Casco Bay Lines provides passenger and freight ferry service between Portland and Long Island, with seasonal adjustments of departure times and frequencies. Trip times typically last between 30 minutes and an hour. The company also operates a vehicle ferry to Long Island, with reservations required and no set schedule for service.

Long Island emergency resources include Long Island Fire & Rescue which has trained emergency medical technician capabilities; a wellness center with limited hours for nursing care and visiting physicians and veterinarians; policing by the Cumberland County Sheriff's Department and island constables for ordinance enforcement; a harbormaster for water assistance and enforcement; a speedboat for emergency transport to shore; and a designated emergency shelter equipped with a power generator.

**DATA LISTING**

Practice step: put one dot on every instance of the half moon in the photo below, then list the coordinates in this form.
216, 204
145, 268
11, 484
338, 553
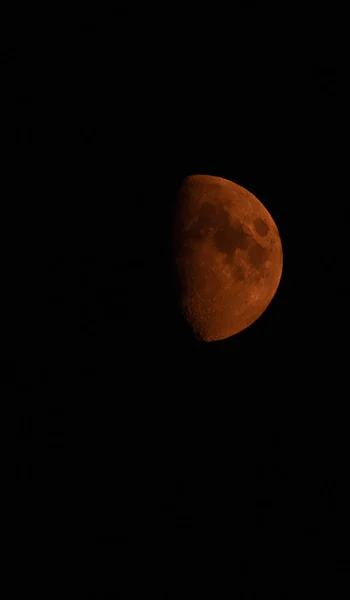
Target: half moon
228, 256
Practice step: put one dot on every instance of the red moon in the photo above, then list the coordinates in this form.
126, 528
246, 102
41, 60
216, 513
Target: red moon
228, 256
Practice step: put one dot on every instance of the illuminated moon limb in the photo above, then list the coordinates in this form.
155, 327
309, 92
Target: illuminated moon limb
228, 256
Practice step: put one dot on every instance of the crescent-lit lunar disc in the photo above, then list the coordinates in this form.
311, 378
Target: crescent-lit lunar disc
228, 256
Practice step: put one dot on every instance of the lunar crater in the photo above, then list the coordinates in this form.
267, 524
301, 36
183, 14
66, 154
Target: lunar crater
230, 257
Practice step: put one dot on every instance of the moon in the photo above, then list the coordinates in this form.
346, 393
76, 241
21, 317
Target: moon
227, 254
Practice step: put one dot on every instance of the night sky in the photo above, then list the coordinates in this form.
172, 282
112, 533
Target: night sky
138, 449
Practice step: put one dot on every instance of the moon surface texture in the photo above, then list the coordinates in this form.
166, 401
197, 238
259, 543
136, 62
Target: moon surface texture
228, 256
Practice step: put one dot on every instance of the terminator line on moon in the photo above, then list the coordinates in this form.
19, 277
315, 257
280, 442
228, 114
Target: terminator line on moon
228, 256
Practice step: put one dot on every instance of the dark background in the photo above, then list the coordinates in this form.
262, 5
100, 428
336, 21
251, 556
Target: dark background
137, 448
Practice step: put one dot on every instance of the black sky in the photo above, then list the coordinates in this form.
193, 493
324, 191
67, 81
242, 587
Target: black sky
144, 441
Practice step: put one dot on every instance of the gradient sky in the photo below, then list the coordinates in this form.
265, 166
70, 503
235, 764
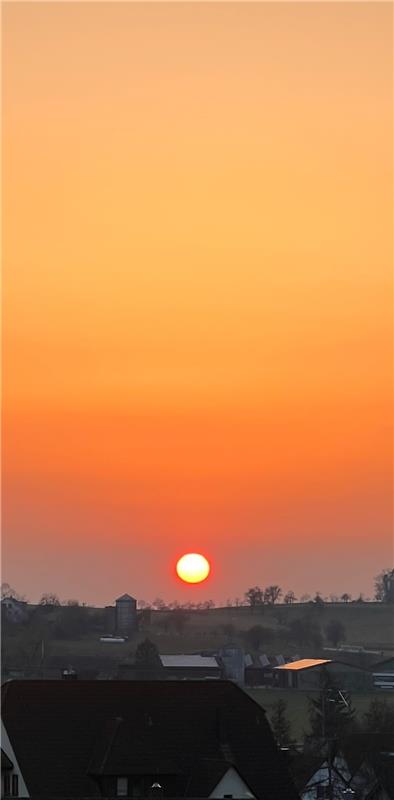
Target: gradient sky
197, 298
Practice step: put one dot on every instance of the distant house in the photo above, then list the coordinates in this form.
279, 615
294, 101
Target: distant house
232, 659
195, 739
311, 673
125, 614
190, 666
383, 674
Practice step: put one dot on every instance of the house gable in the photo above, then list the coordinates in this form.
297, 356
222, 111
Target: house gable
231, 785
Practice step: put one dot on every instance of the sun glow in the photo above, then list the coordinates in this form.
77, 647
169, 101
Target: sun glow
193, 568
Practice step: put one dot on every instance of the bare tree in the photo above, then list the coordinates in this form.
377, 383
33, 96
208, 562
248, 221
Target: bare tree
272, 594
254, 596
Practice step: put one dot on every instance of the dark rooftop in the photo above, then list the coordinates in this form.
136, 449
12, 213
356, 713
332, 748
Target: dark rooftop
66, 734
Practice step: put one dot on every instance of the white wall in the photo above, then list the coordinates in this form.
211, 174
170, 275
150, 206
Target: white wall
232, 783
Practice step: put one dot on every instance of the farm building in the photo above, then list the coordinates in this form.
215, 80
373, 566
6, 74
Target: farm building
312, 673
125, 614
190, 667
383, 674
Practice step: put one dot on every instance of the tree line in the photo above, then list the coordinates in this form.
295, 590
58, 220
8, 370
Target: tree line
253, 597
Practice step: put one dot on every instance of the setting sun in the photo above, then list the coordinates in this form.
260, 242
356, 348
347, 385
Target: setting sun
193, 568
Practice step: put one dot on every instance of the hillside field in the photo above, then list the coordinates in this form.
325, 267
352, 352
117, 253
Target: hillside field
368, 625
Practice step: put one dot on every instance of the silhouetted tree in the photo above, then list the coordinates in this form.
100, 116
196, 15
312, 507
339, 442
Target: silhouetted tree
272, 594
380, 589
335, 631
280, 724
380, 717
8, 591
254, 596
329, 716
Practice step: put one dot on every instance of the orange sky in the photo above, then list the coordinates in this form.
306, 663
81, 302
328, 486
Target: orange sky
197, 296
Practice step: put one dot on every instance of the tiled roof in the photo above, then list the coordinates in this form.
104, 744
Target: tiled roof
305, 663
66, 732
189, 661
125, 597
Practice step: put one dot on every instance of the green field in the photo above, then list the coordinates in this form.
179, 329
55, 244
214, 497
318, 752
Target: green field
367, 624
297, 704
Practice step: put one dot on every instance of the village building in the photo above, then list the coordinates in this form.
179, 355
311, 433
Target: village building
383, 674
180, 739
14, 610
125, 614
313, 673
192, 667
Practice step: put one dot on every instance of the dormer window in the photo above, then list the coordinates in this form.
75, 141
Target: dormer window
122, 787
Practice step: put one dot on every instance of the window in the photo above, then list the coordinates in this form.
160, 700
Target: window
121, 787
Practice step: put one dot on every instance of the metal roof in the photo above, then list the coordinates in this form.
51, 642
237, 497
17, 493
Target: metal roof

**TASK TO CARRY OUT**
Resume the passage about Long Island's ferry service and emergency resources, picking up right after its final sentence.

**RESULT FOR THIS EXERCISE**
In addition to the Long Island School, island facilities and properties include the Mariner's Wharf ferry landing; a Long Island Community Center that hosts workshops and other events; the Long Island Community Library; a VFW hall; a U.S. Postal Service office; a community garden; nature tracts; beaches; and athletic fields and courts. A portion of Andrews Beach, known alternatively as South Beach, is part of Maine's State Park system.

Long Island's older Ponce's Landing once used for ferry service is now a public landing and commercial dock for lobster boats and other working boats.

Long Island has been a host site for the Maine Lobster Boat Races, which are staged each summer at several sites along the Maine coast.